Try it.
Filter these entries, keeping only lines that hold the word "person".

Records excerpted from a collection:
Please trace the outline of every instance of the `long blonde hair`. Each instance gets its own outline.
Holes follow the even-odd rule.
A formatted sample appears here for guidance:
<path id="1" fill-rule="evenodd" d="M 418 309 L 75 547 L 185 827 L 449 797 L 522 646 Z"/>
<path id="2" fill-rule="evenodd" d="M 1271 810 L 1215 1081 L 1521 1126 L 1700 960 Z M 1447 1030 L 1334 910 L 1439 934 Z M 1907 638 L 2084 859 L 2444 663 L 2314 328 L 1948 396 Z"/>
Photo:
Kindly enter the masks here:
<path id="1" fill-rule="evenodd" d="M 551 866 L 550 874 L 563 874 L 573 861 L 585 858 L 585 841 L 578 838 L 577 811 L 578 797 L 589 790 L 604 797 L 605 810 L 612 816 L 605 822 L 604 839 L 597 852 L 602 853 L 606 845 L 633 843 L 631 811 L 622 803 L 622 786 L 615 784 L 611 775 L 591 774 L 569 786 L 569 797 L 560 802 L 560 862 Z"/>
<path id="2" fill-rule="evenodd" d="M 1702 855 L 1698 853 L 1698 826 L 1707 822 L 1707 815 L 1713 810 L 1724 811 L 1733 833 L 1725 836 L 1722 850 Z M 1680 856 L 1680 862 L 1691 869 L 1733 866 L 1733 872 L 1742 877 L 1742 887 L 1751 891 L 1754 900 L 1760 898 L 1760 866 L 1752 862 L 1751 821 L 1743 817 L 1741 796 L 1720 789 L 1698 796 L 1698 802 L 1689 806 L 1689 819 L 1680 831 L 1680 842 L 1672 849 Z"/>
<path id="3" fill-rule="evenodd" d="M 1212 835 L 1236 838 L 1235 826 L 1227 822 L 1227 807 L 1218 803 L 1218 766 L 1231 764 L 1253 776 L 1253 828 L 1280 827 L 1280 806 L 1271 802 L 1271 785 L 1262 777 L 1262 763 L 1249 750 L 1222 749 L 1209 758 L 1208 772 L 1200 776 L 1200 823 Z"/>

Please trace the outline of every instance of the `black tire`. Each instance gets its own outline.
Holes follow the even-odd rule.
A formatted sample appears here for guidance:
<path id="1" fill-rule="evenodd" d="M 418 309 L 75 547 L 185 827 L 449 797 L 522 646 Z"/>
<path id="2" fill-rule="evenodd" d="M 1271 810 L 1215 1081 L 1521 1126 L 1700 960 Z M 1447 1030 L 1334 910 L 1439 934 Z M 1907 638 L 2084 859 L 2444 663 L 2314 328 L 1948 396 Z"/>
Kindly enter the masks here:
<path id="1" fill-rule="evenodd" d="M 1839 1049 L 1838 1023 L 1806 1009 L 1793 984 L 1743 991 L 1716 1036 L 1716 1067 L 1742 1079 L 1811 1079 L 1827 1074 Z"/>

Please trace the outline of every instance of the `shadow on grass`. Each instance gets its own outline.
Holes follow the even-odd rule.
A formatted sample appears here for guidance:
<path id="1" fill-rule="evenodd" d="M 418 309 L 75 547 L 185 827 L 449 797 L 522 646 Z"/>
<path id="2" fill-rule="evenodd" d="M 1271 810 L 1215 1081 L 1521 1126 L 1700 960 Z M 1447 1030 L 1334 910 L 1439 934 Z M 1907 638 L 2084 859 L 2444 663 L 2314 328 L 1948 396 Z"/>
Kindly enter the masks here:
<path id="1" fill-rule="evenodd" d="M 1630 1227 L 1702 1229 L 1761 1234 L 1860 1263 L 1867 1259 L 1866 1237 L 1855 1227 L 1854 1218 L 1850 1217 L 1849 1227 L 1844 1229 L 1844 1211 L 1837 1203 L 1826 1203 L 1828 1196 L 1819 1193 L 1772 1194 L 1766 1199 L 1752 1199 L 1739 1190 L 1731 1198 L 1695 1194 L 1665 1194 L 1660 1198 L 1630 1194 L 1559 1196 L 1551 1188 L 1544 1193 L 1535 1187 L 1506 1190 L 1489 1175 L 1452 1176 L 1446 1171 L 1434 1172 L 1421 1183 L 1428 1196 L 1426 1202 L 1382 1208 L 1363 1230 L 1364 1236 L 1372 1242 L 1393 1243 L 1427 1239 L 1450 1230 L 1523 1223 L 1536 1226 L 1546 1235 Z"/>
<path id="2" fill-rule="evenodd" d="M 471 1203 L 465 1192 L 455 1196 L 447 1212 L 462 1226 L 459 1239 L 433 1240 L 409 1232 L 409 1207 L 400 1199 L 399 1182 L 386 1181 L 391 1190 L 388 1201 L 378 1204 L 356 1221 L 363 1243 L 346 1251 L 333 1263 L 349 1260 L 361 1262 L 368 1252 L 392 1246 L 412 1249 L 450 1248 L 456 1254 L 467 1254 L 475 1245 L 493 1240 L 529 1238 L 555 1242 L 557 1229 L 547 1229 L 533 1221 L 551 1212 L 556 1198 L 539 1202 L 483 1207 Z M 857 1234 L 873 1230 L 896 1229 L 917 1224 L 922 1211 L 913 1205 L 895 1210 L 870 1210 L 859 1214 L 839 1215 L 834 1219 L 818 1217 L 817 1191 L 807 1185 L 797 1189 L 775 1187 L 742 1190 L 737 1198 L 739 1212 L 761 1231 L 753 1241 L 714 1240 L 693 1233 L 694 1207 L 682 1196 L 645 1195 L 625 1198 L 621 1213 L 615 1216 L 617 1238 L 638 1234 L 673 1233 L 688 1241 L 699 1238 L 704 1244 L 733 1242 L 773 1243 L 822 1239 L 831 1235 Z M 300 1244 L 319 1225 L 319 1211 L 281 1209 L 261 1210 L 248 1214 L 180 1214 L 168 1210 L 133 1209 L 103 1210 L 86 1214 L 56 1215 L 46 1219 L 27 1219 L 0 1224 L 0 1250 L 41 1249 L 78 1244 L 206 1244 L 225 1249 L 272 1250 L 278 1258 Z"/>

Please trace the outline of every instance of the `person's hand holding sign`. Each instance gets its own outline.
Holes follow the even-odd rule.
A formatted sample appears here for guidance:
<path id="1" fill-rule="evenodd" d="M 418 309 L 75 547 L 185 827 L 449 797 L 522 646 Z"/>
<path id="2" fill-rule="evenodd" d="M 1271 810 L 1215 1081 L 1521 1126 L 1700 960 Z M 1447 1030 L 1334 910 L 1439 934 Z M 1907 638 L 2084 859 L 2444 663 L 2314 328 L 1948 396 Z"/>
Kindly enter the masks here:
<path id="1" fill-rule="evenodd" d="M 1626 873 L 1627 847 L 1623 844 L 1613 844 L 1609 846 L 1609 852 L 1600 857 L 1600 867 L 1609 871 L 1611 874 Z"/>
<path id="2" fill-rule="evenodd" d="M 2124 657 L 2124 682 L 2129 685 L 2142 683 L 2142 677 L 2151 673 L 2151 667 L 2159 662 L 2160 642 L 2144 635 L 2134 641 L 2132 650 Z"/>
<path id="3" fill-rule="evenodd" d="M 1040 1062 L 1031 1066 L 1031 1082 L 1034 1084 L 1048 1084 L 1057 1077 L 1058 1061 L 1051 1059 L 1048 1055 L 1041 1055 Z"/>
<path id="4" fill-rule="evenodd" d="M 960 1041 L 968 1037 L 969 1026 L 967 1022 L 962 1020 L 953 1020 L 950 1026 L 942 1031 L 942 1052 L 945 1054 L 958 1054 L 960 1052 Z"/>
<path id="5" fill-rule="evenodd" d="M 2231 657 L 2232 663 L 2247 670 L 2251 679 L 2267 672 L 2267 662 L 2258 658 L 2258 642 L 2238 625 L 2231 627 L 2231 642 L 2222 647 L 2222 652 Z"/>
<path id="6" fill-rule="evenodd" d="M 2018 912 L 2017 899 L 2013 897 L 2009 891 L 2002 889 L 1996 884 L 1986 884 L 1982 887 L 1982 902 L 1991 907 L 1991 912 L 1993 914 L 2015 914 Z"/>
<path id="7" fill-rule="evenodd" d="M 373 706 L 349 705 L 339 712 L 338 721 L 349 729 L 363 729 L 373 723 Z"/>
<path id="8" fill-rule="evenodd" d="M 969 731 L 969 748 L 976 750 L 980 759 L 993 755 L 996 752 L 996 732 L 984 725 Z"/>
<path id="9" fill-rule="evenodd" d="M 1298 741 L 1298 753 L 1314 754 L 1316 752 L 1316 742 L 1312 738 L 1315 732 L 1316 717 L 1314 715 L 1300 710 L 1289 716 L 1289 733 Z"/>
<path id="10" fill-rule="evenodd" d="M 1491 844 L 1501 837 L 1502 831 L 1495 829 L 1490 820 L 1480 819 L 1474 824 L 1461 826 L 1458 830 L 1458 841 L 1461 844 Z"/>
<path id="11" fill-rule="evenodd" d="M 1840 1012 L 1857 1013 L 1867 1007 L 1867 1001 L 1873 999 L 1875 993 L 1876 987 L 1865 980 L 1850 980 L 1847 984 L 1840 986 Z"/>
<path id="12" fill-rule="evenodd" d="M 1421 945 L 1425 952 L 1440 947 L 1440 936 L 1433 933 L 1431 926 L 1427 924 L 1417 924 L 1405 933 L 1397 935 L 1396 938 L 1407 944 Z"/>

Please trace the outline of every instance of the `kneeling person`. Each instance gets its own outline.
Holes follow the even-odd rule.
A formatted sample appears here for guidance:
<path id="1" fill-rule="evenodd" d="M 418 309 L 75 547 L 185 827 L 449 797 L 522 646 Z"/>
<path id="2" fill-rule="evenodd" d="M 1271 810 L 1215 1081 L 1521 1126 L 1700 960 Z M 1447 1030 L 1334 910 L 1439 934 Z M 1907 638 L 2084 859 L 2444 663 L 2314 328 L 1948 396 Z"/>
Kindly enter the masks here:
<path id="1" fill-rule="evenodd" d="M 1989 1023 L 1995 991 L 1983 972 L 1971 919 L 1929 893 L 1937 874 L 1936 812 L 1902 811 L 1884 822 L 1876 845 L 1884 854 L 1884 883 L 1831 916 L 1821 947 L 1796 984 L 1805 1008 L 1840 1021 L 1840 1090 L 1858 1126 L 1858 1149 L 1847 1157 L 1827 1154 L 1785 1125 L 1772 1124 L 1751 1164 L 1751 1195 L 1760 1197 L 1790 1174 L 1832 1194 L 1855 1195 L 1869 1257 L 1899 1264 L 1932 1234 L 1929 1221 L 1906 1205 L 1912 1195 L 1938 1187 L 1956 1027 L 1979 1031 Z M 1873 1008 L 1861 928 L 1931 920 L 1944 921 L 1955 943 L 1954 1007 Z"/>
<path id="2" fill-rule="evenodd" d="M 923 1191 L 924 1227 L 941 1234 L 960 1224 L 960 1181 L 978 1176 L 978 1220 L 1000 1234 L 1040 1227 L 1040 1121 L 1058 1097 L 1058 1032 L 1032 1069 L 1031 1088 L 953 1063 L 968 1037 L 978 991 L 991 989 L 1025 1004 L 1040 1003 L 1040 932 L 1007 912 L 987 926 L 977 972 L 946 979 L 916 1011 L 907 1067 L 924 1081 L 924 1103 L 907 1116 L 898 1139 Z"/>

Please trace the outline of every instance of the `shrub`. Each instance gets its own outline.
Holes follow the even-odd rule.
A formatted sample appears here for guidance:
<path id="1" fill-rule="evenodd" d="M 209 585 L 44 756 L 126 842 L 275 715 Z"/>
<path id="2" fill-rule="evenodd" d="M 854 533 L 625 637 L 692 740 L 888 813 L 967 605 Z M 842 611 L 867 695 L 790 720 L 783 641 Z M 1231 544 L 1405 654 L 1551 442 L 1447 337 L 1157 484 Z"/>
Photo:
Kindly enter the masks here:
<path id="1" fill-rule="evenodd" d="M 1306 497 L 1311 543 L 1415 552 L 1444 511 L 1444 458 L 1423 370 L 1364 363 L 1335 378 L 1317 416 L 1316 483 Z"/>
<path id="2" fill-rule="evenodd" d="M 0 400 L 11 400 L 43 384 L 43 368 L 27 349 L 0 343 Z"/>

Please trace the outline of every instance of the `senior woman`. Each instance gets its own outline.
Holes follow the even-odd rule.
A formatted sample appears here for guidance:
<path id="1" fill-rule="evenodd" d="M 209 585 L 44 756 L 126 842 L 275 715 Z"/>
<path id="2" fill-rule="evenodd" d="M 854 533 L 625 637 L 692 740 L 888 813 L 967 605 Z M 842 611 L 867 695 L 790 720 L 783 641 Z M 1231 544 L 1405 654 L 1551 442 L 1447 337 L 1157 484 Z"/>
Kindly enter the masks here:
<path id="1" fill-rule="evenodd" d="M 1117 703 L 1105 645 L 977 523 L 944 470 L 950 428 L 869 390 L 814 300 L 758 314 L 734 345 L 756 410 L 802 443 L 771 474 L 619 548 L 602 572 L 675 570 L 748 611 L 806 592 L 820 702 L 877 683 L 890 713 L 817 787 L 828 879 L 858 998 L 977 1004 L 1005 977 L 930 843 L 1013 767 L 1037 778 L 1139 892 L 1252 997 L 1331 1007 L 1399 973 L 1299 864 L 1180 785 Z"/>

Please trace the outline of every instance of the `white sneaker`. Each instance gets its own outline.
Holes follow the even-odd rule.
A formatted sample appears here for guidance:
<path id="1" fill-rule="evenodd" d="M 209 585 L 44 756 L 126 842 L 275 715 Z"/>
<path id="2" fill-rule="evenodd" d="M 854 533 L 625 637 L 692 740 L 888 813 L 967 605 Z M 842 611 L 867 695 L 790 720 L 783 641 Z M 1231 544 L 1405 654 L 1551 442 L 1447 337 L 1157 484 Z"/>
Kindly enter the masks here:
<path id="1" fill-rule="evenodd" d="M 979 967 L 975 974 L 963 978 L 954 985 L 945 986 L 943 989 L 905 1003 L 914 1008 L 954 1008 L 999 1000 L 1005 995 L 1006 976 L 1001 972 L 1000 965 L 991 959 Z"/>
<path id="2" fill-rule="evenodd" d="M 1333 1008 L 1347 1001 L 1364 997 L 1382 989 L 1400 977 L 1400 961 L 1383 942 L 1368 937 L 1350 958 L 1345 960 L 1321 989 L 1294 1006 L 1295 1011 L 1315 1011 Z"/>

Answer to the problem.
Please trace the outline of every instance of the `person's hand holding sign`. Each instance gets its own outline.
Please trace the outline of every instance of the `kneeling person`. Each instance gets its own outline.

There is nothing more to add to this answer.